Task details: Reproduce precisely the lines of the material below from the line containing "For each instance of the camping" up to and including its last line. Pictures must not be copied.

Source data:
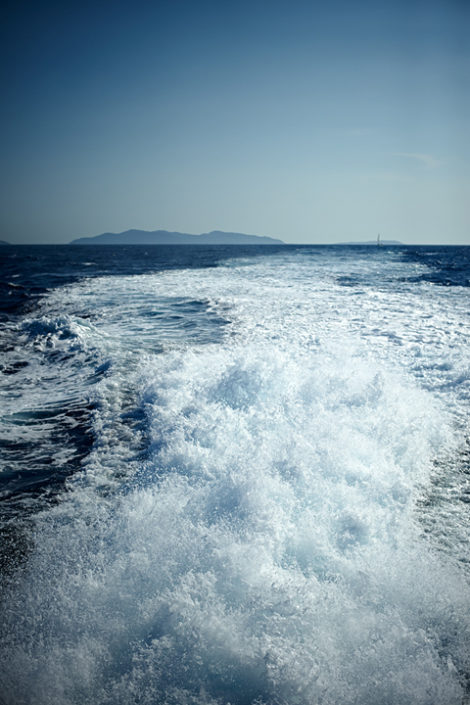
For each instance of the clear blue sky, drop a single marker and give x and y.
(312, 122)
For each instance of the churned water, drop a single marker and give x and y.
(235, 475)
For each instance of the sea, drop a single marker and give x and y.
(235, 475)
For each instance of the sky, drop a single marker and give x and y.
(314, 122)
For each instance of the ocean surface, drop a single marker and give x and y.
(235, 475)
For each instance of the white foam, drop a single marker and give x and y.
(269, 548)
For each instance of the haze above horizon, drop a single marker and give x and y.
(304, 121)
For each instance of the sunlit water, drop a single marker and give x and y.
(251, 485)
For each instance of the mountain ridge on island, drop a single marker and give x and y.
(164, 237)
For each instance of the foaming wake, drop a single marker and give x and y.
(267, 548)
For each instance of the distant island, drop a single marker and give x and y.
(372, 242)
(163, 237)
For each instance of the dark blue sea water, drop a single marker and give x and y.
(234, 475)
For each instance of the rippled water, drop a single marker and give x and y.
(244, 480)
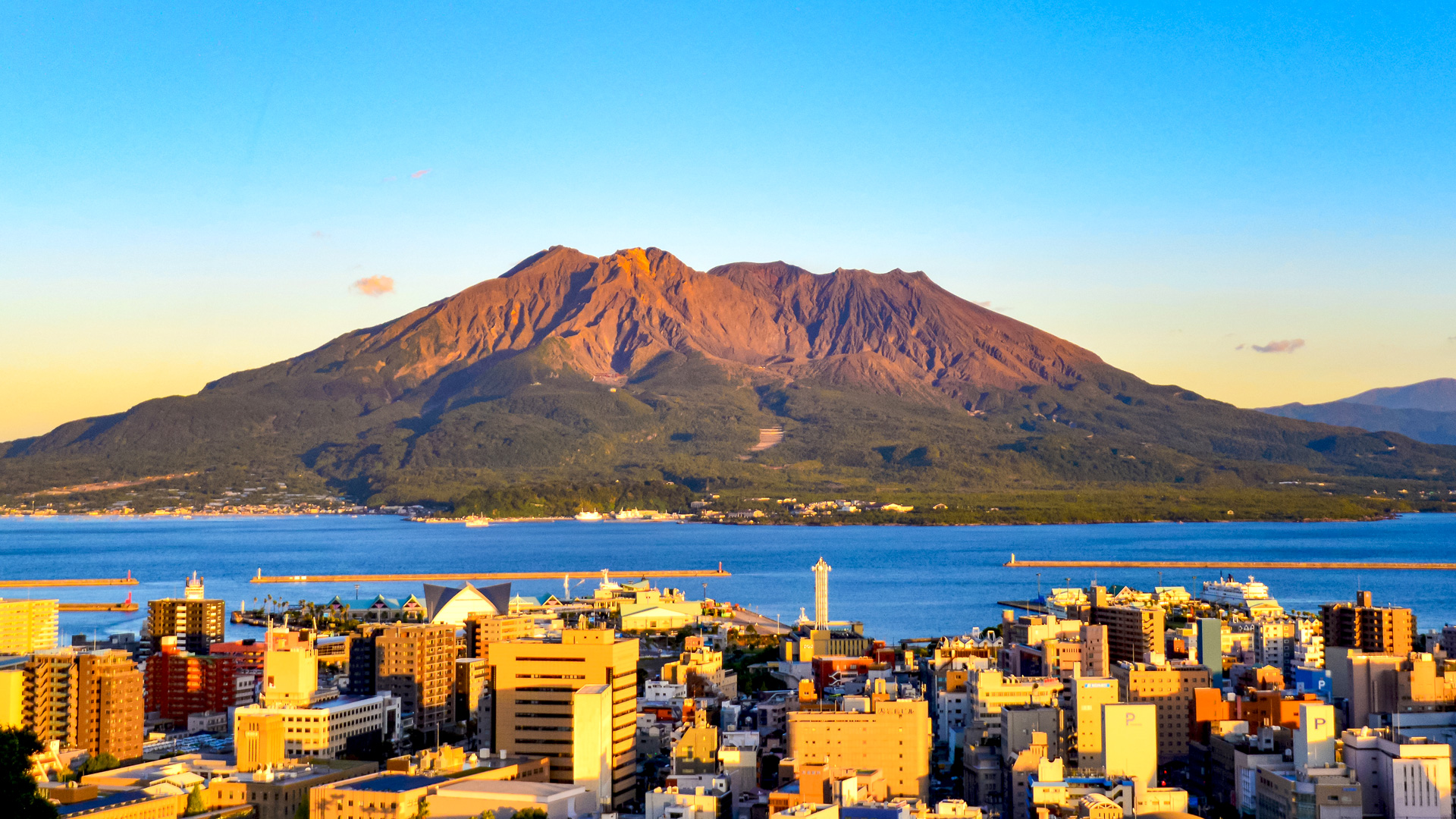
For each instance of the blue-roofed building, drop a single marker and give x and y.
(86, 802)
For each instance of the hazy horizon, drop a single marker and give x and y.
(194, 193)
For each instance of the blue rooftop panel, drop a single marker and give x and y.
(398, 783)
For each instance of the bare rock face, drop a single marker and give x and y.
(609, 316)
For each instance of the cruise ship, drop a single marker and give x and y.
(1229, 592)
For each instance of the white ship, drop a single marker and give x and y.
(1229, 592)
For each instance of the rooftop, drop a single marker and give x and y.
(394, 783)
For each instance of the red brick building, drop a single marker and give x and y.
(181, 684)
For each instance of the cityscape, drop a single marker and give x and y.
(634, 700)
(802, 410)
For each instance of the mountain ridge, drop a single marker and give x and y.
(1423, 411)
(637, 366)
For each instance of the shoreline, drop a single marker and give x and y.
(843, 521)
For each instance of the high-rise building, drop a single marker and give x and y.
(249, 653)
(820, 592)
(472, 689)
(868, 733)
(197, 623)
(416, 662)
(1400, 777)
(484, 630)
(1133, 632)
(297, 720)
(85, 698)
(1169, 689)
(27, 626)
(1375, 630)
(1082, 722)
(181, 684)
(1210, 649)
(1130, 744)
(544, 689)
(12, 697)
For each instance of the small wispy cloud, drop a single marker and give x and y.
(373, 286)
(1285, 346)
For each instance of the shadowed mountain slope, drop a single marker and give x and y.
(637, 366)
(1424, 411)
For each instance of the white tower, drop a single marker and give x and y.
(821, 592)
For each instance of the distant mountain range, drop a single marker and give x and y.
(634, 366)
(1424, 411)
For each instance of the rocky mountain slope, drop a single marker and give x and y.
(635, 366)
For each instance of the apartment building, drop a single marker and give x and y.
(573, 700)
(416, 662)
(196, 624)
(85, 698)
(868, 733)
(1375, 630)
(180, 684)
(28, 626)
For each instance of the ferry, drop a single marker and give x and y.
(1226, 591)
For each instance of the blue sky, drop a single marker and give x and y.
(191, 191)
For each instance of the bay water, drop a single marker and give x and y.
(900, 580)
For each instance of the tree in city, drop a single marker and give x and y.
(98, 763)
(18, 790)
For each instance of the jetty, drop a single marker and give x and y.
(123, 607)
(127, 580)
(1225, 564)
(262, 577)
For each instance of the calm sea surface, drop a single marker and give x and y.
(902, 582)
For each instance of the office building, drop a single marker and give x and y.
(1133, 632)
(12, 697)
(249, 653)
(1082, 719)
(1130, 744)
(85, 698)
(196, 621)
(1375, 630)
(1171, 689)
(484, 630)
(1400, 777)
(472, 689)
(548, 703)
(273, 795)
(27, 626)
(868, 733)
(416, 662)
(989, 691)
(297, 720)
(180, 684)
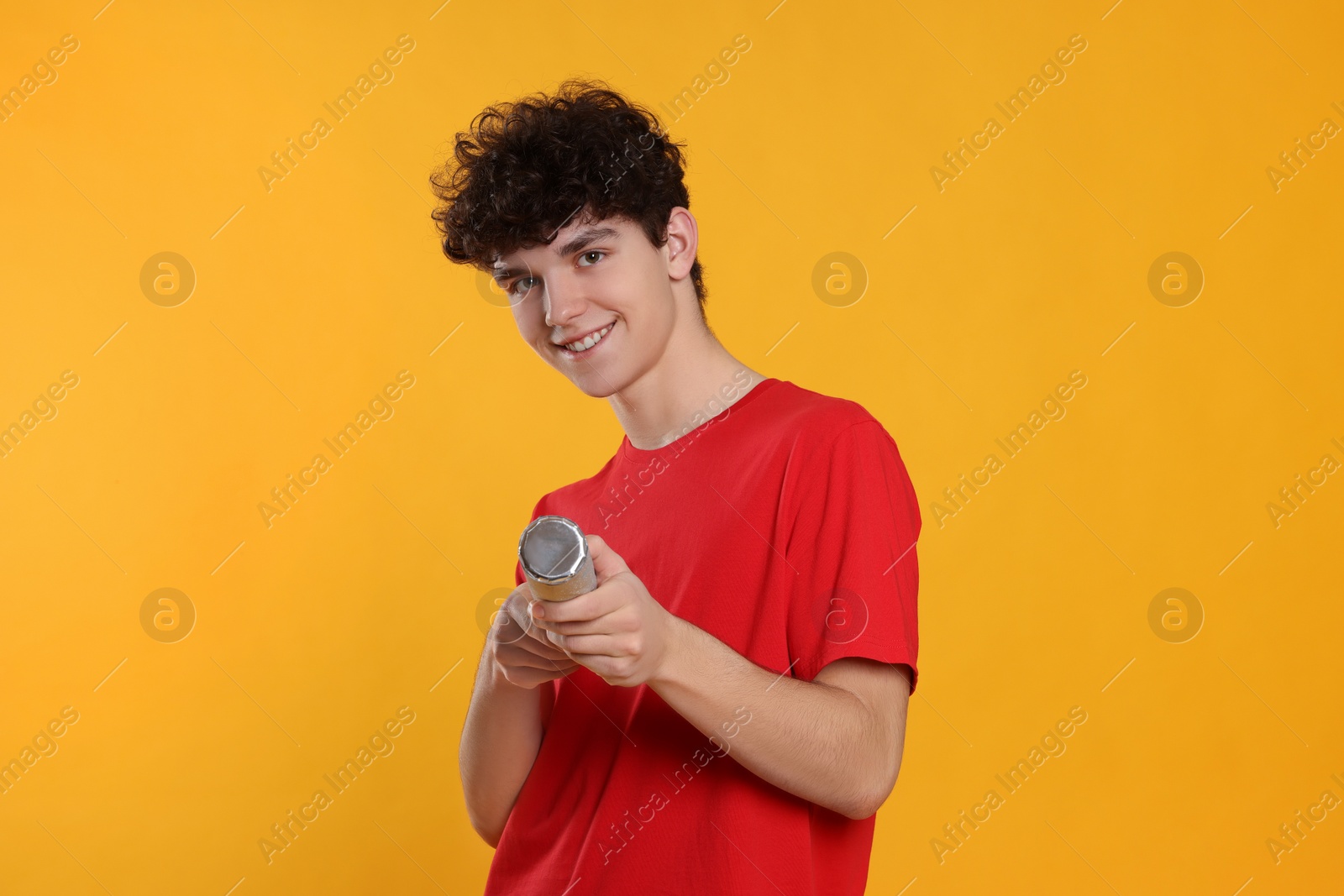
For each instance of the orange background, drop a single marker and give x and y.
(363, 598)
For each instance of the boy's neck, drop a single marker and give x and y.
(692, 376)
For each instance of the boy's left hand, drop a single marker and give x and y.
(617, 631)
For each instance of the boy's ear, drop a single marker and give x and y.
(683, 241)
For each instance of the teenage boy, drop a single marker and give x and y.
(726, 711)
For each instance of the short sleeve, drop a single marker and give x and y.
(851, 543)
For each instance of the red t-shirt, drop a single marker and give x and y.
(785, 527)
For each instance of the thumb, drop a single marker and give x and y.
(605, 560)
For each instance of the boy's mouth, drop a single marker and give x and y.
(586, 344)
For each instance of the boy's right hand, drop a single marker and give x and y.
(523, 654)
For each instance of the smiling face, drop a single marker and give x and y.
(601, 302)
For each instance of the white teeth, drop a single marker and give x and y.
(589, 342)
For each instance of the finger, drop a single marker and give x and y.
(596, 604)
(589, 645)
(611, 624)
(530, 661)
(605, 560)
(539, 647)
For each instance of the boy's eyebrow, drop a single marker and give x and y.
(577, 242)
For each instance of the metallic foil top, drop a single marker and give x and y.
(555, 559)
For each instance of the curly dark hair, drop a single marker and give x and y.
(528, 167)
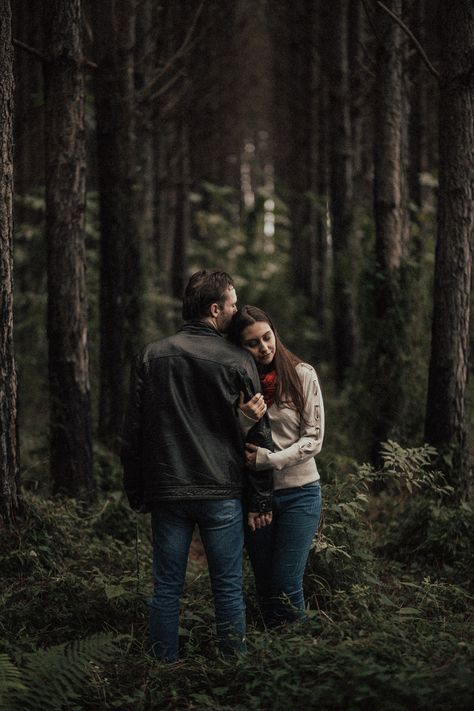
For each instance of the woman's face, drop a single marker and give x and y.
(259, 340)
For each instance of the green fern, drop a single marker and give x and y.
(54, 678)
(10, 680)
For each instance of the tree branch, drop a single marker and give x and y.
(410, 34)
(39, 55)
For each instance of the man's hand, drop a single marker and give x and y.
(259, 520)
(250, 455)
(255, 408)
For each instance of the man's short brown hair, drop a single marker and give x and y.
(206, 287)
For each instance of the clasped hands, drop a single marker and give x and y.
(255, 408)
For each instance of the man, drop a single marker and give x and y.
(183, 455)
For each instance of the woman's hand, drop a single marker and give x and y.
(256, 520)
(255, 408)
(251, 455)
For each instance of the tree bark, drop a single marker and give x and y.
(9, 446)
(448, 373)
(341, 185)
(121, 267)
(70, 436)
(389, 321)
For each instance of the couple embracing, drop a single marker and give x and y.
(221, 430)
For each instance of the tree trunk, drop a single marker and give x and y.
(448, 374)
(121, 265)
(9, 449)
(386, 374)
(145, 65)
(70, 437)
(341, 185)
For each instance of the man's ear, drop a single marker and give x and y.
(214, 309)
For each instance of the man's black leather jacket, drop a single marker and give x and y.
(181, 438)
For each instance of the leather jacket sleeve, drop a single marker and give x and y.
(258, 487)
(131, 440)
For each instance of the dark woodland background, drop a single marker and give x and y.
(322, 152)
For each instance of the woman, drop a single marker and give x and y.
(292, 399)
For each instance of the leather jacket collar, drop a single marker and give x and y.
(200, 328)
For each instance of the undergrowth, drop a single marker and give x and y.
(388, 588)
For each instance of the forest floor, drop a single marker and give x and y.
(389, 589)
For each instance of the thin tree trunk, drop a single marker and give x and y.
(145, 54)
(121, 267)
(70, 437)
(9, 449)
(320, 180)
(341, 185)
(386, 374)
(445, 414)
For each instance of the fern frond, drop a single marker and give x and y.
(10, 679)
(55, 677)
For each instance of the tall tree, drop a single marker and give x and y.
(70, 436)
(121, 265)
(388, 221)
(448, 374)
(340, 183)
(9, 450)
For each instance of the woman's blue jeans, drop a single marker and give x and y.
(279, 552)
(222, 533)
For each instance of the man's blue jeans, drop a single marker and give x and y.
(279, 552)
(222, 534)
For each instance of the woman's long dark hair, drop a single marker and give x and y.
(289, 391)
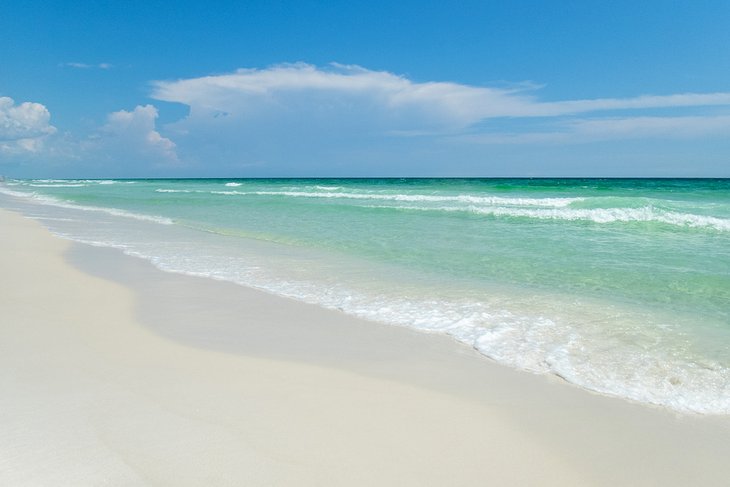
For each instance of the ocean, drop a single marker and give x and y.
(619, 286)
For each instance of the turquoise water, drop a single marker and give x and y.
(618, 286)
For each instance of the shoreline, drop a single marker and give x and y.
(192, 380)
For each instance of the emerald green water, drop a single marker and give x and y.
(620, 286)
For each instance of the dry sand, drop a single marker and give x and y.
(115, 373)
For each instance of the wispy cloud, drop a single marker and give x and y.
(87, 66)
(591, 130)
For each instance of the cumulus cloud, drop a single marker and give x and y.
(399, 103)
(23, 127)
(133, 133)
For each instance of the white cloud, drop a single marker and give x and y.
(134, 134)
(399, 104)
(88, 66)
(591, 130)
(23, 127)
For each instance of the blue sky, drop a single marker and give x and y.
(279, 88)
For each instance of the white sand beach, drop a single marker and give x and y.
(115, 373)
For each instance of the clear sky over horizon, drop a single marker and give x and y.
(282, 88)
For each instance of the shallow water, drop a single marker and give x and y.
(619, 286)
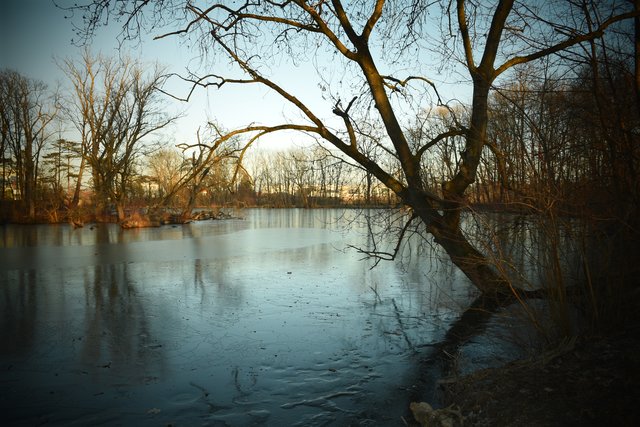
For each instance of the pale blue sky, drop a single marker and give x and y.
(33, 32)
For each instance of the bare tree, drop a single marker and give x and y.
(490, 40)
(26, 112)
(116, 108)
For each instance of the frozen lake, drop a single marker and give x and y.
(266, 320)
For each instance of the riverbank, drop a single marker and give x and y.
(589, 381)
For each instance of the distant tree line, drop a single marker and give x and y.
(565, 142)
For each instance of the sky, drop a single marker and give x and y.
(34, 32)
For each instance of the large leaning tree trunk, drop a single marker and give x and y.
(360, 36)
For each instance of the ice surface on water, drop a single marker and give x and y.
(264, 321)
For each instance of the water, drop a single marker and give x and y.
(267, 320)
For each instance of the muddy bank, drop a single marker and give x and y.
(592, 380)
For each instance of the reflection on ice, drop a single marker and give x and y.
(259, 321)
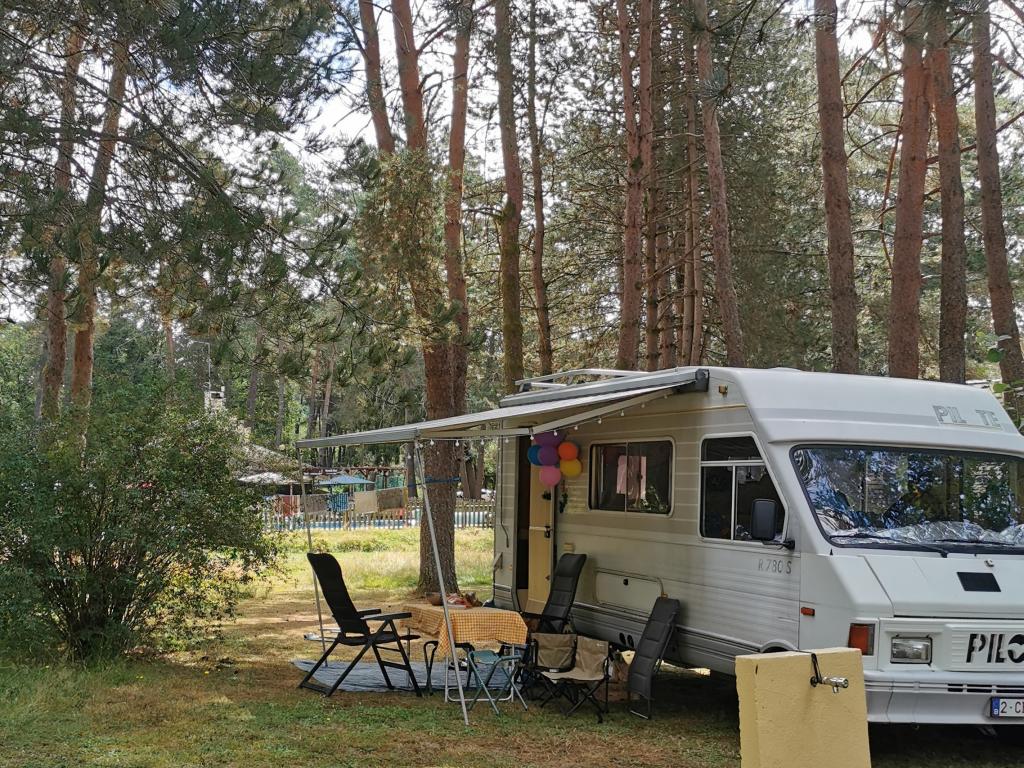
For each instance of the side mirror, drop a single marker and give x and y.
(764, 519)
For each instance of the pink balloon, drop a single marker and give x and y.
(548, 456)
(547, 438)
(550, 476)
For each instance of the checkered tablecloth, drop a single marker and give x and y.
(468, 625)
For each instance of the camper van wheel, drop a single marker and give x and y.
(1012, 734)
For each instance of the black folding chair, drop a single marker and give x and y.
(354, 630)
(555, 616)
(649, 652)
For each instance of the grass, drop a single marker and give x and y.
(233, 702)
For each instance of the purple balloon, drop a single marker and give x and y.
(550, 476)
(548, 456)
(548, 438)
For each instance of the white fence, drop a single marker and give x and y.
(286, 514)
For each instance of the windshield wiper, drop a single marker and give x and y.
(904, 542)
(979, 542)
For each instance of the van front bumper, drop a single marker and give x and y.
(939, 697)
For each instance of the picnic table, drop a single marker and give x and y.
(468, 625)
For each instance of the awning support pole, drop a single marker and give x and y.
(309, 545)
(418, 451)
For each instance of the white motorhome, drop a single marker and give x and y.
(784, 510)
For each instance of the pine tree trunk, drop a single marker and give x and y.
(725, 292)
(1000, 289)
(443, 385)
(88, 253)
(279, 424)
(545, 350)
(253, 389)
(56, 326)
(837, 193)
(952, 302)
(441, 467)
(311, 399)
(409, 75)
(326, 409)
(453, 202)
(904, 312)
(375, 88)
(664, 255)
(692, 226)
(631, 283)
(511, 215)
(652, 336)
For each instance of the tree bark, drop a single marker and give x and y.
(630, 297)
(645, 84)
(455, 271)
(87, 233)
(511, 215)
(313, 386)
(952, 302)
(56, 325)
(545, 350)
(904, 312)
(725, 291)
(1000, 288)
(409, 75)
(664, 258)
(837, 192)
(326, 409)
(692, 227)
(252, 390)
(441, 379)
(375, 82)
(279, 424)
(441, 469)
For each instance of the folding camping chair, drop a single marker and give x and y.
(650, 651)
(581, 684)
(353, 628)
(555, 616)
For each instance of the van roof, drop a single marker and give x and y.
(792, 406)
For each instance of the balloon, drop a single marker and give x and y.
(570, 467)
(550, 476)
(548, 456)
(568, 451)
(547, 438)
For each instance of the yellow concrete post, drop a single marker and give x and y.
(786, 723)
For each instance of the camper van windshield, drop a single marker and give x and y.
(912, 497)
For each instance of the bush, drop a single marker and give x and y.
(141, 535)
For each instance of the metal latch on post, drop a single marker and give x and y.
(835, 682)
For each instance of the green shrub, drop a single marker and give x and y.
(139, 535)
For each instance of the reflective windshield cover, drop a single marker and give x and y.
(864, 496)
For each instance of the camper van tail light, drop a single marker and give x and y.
(862, 637)
(911, 650)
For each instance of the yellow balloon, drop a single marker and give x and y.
(570, 468)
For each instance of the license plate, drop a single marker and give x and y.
(1007, 708)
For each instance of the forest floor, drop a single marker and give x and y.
(236, 702)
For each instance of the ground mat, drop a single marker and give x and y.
(367, 676)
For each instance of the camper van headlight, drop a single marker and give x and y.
(911, 650)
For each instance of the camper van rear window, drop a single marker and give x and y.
(632, 477)
(732, 477)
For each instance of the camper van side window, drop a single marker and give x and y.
(732, 476)
(632, 477)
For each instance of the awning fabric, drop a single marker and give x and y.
(515, 420)
(344, 479)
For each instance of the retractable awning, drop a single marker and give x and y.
(526, 419)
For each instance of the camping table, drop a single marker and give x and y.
(468, 625)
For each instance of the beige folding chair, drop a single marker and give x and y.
(582, 683)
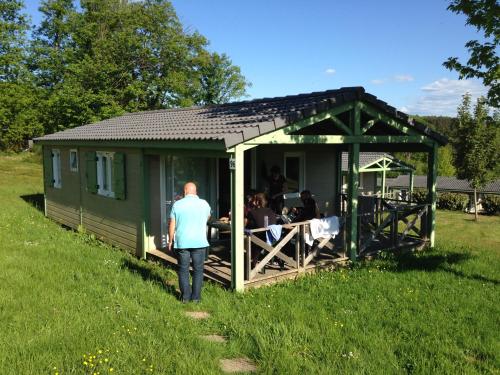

Solution for this task:
For each instance of the camping table, drop a single marker and give x and y.
(468, 625)
For each instance of the beige folding chair, drop a single marker and give x and y.
(582, 683)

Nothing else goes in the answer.